- **Provided entries**
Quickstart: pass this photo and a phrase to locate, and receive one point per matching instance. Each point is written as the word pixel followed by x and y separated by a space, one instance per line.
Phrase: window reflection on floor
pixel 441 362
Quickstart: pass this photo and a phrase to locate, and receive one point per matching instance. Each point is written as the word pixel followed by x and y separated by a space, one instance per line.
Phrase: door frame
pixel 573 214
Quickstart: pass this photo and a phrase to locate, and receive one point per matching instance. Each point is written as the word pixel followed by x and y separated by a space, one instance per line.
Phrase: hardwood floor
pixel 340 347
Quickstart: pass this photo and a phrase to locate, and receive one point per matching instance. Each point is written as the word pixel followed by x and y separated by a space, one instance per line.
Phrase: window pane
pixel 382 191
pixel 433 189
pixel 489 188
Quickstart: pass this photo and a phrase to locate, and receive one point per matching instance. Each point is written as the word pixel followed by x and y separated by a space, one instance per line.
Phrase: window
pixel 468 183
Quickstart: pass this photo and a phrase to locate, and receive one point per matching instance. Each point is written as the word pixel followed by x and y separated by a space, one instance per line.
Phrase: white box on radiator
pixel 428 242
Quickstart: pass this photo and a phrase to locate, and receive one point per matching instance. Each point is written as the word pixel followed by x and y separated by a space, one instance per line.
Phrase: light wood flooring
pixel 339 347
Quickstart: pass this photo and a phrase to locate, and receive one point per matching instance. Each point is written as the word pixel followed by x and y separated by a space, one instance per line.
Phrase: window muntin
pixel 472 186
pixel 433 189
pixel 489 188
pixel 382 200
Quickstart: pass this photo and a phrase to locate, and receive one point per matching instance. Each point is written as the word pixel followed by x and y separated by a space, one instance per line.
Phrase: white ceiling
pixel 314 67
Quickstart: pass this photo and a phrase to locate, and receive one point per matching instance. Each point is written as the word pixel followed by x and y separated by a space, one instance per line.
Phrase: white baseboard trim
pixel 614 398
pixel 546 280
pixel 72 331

- **Task to complete**
Locate each line in the records above that contains the word "window" and copy every such line in full.

- **Task result**
Phrase: window reflection on floor
Phrase: window pane
Phrase: window
Phrase: window muntin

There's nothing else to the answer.